● **Task to carry out**:
From the line with "water</item>, that would be most helpful." through the final line, transcribe the material below character for character; include no other lines.

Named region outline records

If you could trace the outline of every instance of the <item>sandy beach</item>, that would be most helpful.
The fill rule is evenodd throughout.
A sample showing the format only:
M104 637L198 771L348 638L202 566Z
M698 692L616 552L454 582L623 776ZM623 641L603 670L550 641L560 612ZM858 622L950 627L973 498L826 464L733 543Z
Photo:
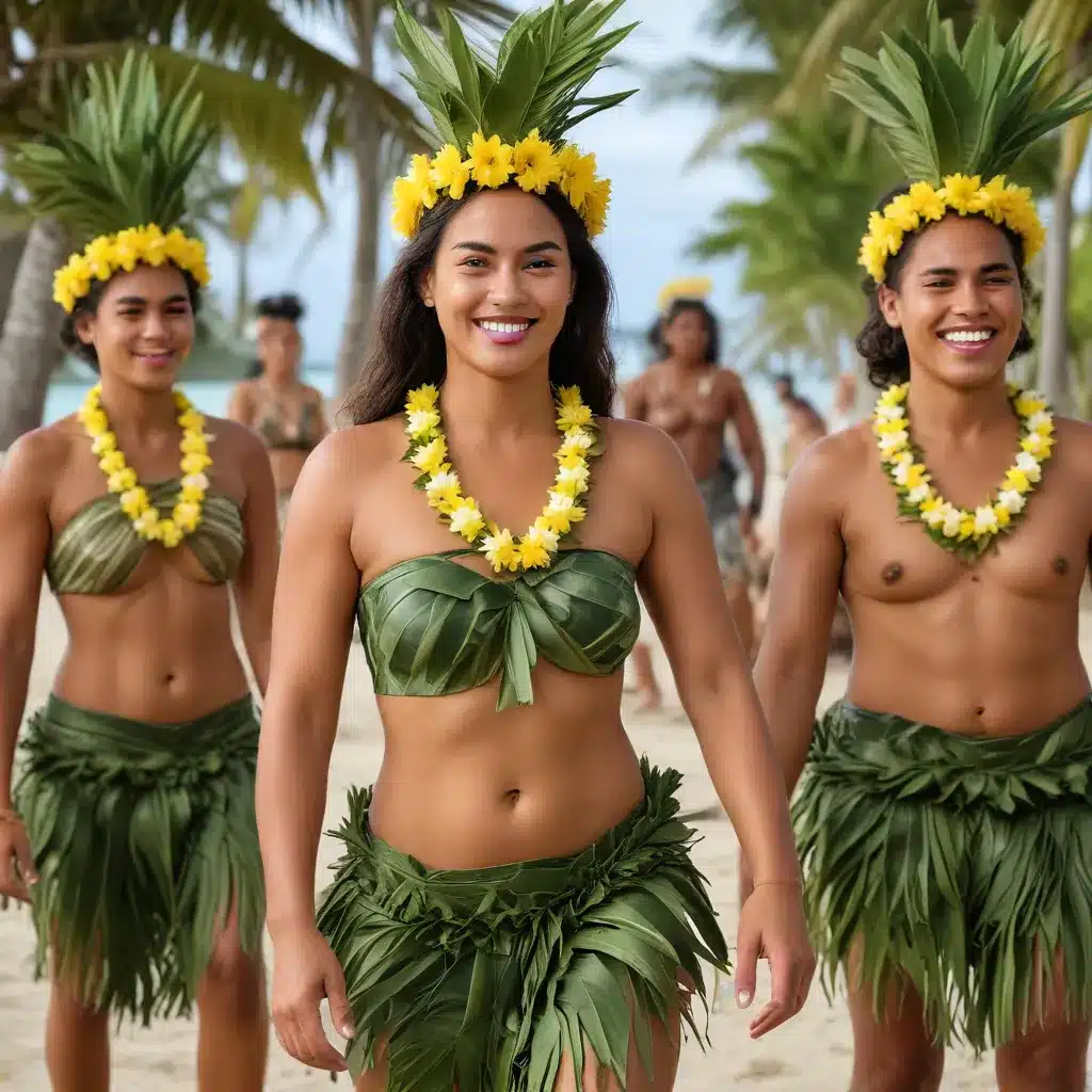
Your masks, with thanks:
M1092 618L1082 625L1085 658L1092 661ZM56 602L43 592L37 651L31 681L28 708L41 702L52 680L64 644L64 624ZM667 704L655 717L638 716L627 695L624 716L638 752L646 752L658 764L682 772L682 807L686 810L717 809L709 776L693 733L686 721L663 657L658 664ZM844 664L828 670L822 704L840 696L845 684ZM382 757L382 736L367 666L359 644L353 645L342 702L342 719L330 776L325 829L341 818L345 791L352 784L373 780ZM713 899L723 915L724 928L734 937L736 900L736 840L724 818L697 823L702 841L695 851L698 866L709 877ZM327 868L336 855L336 843L323 839L317 888L325 883ZM24 911L0 913L0 1087L19 1092L48 1092L43 1061L43 1032L47 987L31 981L33 937ZM761 1002L768 983L760 978ZM713 1048L702 1053L696 1043L682 1048L677 1088L686 1092L721 1092L731 1087L761 1092L844 1092L851 1066L850 1023L841 1001L830 1007L815 987L806 1010L768 1038L752 1043L747 1037L750 1013L739 1011L731 984L721 984L711 1018ZM193 1088L195 1083L195 1026L175 1021L151 1030L123 1029L114 1046L114 1088L120 1092L166 1092ZM308 1070L285 1055L273 1042L268 1089L271 1092L319 1092L331 1088L327 1075ZM346 1080L336 1085L347 1089ZM945 1090L995 1088L993 1065L987 1058L974 1064L970 1054L953 1052L948 1060Z

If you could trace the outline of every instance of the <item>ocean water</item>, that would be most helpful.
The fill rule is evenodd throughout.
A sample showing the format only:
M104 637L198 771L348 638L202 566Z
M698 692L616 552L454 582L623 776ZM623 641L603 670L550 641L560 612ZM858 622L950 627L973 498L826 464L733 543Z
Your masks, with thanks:
M640 359L629 354L619 354L619 378L631 379L641 367ZM334 369L331 364L316 363L307 365L301 373L304 382L318 388L328 397L334 396ZM772 382L764 376L750 376L745 379L747 393L755 406L759 425L768 446L779 442L784 429L784 416L773 393ZM212 417L223 417L227 412L228 399L236 380L202 379L187 383L185 376L179 387L190 401L204 414ZM67 414L74 413L84 395L88 383L57 382L49 388L46 396L45 423L48 425ZM832 390L828 381L818 378L806 378L797 383L799 393L812 402L821 414L828 414L831 406ZM771 451L771 454L773 452Z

● **Solution to this task**:
If you could trace the outline of every instance of the <item>ocean water</item>, that would be most helpful.
The fill rule is evenodd throughout.
A sample showing the format only:
M104 637L198 771L348 638L202 566Z
M698 692L616 552L454 582L623 776ZM623 641L603 670L550 641L560 612ZM858 622L950 627L973 498L826 464L733 543Z
Your masks, with thanks:
M640 359L629 354L619 354L619 378L631 379L641 367ZM334 369L331 364L316 363L307 365L301 373L304 382L318 388L328 397L334 396ZM772 382L764 376L750 376L745 379L747 393L755 406L759 425L768 446L779 442L784 429L784 416L773 393ZM212 417L223 417L227 412L228 399L236 380L202 379L187 383L185 376L179 387L190 401L204 414ZM67 414L74 413L84 395L88 383L57 382L49 388L46 396L45 423L48 425ZM832 390L828 381L818 378L806 378L797 383L799 393L812 402L821 414L828 414L831 406ZM771 451L771 454L773 452Z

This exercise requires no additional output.